>> Begin ENTRIES
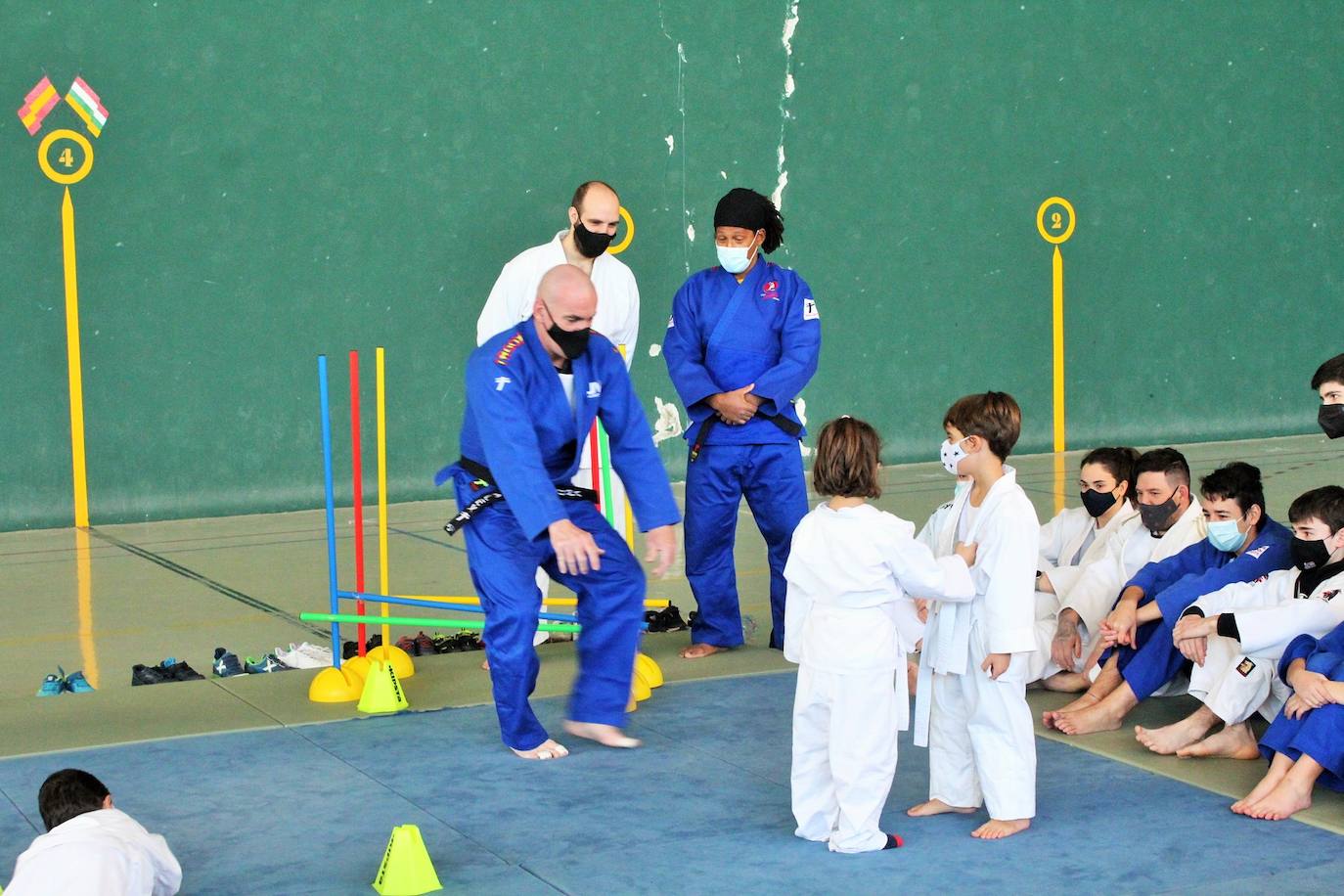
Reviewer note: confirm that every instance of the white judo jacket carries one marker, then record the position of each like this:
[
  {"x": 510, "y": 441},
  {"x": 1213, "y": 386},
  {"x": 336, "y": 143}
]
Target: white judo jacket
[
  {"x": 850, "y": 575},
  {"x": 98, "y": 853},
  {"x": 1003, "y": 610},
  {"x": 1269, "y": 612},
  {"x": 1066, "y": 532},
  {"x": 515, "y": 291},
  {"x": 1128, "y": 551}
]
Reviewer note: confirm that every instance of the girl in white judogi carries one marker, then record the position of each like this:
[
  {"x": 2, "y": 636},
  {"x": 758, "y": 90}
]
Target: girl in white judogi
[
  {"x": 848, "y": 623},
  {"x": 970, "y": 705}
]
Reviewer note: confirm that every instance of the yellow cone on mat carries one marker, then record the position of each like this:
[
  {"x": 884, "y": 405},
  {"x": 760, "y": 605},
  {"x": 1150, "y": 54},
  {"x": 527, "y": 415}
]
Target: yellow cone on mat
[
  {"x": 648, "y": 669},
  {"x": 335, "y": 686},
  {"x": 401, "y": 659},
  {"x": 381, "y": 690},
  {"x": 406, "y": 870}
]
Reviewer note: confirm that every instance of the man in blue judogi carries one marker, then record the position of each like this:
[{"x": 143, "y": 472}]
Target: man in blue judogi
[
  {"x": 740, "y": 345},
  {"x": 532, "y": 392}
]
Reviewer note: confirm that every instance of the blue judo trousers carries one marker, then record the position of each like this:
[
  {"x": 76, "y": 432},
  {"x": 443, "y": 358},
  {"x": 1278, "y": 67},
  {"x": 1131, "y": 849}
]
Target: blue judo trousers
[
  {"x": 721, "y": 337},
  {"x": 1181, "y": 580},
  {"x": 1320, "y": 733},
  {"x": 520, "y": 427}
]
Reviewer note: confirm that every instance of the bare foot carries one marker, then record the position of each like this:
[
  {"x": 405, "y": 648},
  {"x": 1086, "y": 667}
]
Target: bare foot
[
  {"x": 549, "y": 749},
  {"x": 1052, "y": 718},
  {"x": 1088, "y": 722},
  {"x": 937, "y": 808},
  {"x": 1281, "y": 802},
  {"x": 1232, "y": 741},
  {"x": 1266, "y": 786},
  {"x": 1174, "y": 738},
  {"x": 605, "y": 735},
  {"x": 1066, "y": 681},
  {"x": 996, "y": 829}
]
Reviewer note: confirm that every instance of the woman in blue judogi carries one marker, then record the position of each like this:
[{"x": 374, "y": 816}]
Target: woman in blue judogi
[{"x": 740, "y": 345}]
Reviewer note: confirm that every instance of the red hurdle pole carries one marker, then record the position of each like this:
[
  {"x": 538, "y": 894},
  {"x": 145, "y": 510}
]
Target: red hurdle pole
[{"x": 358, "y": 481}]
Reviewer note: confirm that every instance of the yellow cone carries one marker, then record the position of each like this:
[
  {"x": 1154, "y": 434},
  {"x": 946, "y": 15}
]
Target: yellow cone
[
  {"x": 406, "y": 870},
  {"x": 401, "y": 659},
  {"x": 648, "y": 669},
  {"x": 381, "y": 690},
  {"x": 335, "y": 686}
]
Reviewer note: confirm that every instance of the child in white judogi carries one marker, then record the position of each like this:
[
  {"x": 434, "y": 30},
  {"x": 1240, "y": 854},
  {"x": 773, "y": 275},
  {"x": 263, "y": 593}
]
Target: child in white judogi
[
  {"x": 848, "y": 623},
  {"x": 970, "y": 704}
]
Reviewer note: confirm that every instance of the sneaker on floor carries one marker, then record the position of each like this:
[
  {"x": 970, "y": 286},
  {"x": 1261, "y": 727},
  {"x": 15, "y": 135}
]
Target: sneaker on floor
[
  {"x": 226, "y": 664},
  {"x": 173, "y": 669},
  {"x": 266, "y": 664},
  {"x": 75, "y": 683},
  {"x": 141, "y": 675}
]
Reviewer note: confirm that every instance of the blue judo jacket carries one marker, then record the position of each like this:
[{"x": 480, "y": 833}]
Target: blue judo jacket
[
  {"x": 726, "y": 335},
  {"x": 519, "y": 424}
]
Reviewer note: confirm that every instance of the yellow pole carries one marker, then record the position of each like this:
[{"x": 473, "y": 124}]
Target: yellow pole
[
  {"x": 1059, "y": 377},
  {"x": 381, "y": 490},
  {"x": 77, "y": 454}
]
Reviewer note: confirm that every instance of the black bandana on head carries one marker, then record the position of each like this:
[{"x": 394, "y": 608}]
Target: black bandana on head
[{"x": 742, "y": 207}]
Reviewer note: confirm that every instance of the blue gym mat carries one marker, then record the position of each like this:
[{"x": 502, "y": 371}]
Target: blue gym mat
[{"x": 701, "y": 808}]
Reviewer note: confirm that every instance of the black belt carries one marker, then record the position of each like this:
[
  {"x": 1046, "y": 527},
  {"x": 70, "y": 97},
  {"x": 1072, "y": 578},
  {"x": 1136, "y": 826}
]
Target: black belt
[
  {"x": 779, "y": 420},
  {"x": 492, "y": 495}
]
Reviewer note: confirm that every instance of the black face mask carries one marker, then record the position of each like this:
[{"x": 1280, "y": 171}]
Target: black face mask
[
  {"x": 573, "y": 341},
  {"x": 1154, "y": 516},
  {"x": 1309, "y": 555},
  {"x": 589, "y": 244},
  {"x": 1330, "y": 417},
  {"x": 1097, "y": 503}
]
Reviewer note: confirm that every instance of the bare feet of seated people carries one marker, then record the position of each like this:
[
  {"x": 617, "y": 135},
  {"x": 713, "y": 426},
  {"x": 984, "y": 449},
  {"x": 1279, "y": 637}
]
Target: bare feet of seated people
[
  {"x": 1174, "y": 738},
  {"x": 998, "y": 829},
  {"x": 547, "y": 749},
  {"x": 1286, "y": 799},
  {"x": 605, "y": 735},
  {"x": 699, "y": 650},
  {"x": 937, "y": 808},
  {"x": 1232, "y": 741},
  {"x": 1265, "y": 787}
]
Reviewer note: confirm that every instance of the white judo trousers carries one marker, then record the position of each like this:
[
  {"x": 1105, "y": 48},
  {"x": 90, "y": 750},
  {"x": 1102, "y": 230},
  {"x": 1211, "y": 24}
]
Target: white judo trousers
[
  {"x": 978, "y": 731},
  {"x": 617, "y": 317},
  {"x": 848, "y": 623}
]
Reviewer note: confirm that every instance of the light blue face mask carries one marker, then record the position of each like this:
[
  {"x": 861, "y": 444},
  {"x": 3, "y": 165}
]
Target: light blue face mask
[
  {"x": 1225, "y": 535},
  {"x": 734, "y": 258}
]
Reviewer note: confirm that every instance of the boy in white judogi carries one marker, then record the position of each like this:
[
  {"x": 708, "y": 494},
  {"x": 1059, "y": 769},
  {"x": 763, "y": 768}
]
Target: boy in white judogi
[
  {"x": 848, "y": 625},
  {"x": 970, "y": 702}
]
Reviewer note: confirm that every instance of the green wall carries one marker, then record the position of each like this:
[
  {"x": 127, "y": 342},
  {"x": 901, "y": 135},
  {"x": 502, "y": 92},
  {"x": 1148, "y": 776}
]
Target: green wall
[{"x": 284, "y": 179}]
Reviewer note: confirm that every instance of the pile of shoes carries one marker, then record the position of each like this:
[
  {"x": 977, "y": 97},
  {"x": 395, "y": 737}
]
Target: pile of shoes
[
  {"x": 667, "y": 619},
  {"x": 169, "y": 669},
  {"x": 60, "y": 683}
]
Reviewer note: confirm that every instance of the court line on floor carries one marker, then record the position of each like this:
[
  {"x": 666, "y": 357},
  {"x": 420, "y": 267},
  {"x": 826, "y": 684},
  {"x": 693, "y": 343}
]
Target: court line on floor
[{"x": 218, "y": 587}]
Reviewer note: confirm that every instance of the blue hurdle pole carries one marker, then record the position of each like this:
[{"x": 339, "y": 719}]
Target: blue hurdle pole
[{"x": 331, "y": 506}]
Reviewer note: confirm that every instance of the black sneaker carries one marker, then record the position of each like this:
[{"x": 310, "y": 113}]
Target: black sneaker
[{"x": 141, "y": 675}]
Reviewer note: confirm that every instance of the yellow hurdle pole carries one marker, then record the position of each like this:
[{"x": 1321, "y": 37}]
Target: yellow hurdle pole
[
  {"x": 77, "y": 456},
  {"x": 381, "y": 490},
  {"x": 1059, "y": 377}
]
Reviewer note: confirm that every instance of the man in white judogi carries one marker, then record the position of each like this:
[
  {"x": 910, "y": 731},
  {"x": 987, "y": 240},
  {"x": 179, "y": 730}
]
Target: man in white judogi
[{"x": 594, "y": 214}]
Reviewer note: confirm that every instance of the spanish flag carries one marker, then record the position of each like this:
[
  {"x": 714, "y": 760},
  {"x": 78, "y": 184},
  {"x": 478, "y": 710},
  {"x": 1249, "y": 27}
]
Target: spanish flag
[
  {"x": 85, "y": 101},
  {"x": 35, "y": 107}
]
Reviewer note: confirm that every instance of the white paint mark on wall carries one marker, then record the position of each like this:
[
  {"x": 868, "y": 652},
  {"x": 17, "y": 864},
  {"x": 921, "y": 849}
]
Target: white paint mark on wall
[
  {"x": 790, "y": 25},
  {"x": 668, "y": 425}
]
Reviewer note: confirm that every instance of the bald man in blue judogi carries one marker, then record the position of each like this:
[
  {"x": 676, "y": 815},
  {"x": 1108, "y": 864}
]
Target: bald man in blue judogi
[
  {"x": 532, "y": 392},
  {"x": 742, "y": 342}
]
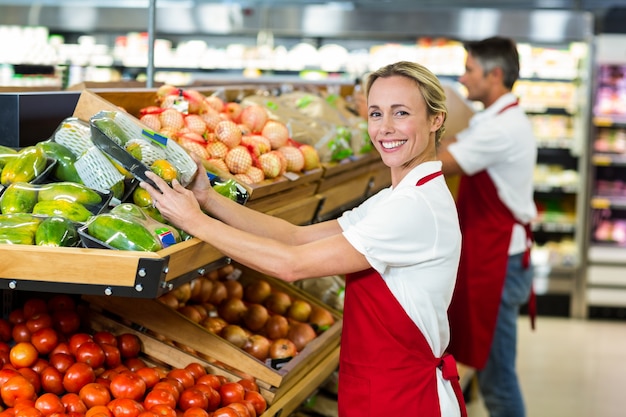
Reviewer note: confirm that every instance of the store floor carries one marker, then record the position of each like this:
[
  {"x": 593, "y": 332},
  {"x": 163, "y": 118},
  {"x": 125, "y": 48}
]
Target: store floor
>> End ENTRIES
WHAT YOU SHOULD DO: Will you repeat the material above, but only from the line containing "Reviewer note: confirm that every instance of the man in white" through its last line, exactly and without the pictures?

EXERCISE OUTPUT:
Reviewer note: confirm that every instance of the man in white judogi carries one marker, then record the position of each like this:
[
  {"x": 910, "y": 731},
  {"x": 987, "y": 240},
  {"x": 179, "y": 730}
]
Target: man in white judogi
[{"x": 594, "y": 214}]
Reviewer note: confirm that every instance of the spanish flag carries one marker, then record the position of each like this:
[
  {"x": 714, "y": 760},
  {"x": 78, "y": 184},
  {"x": 478, "y": 710},
  {"x": 1249, "y": 27}
]
Target: spanish flag
[
  {"x": 85, "y": 101},
  {"x": 35, "y": 107}
]
Reviewer note: confirm that every instance of the white paint mark on wall carries one marker, then record the position of each like this:
[
  {"x": 868, "y": 652},
  {"x": 17, "y": 864},
  {"x": 921, "y": 849}
]
Target: white paint mark on wall
[
  {"x": 790, "y": 25},
  {"x": 668, "y": 425}
]
Reviewer note: confirm that every instance of the bald man in blue judogi carries one marker, then record the position of each like this:
[
  {"x": 676, "y": 815},
  {"x": 1108, "y": 864}
]
Target: bald man in blue judogi
[
  {"x": 532, "y": 392},
  {"x": 742, "y": 342}
]
Reviewer note: confirm that every instance of the store floor carries one marker, then record the position of each like this:
[
  {"x": 593, "y": 332},
  {"x": 163, "y": 118},
  {"x": 125, "y": 48}
]
Target: store floor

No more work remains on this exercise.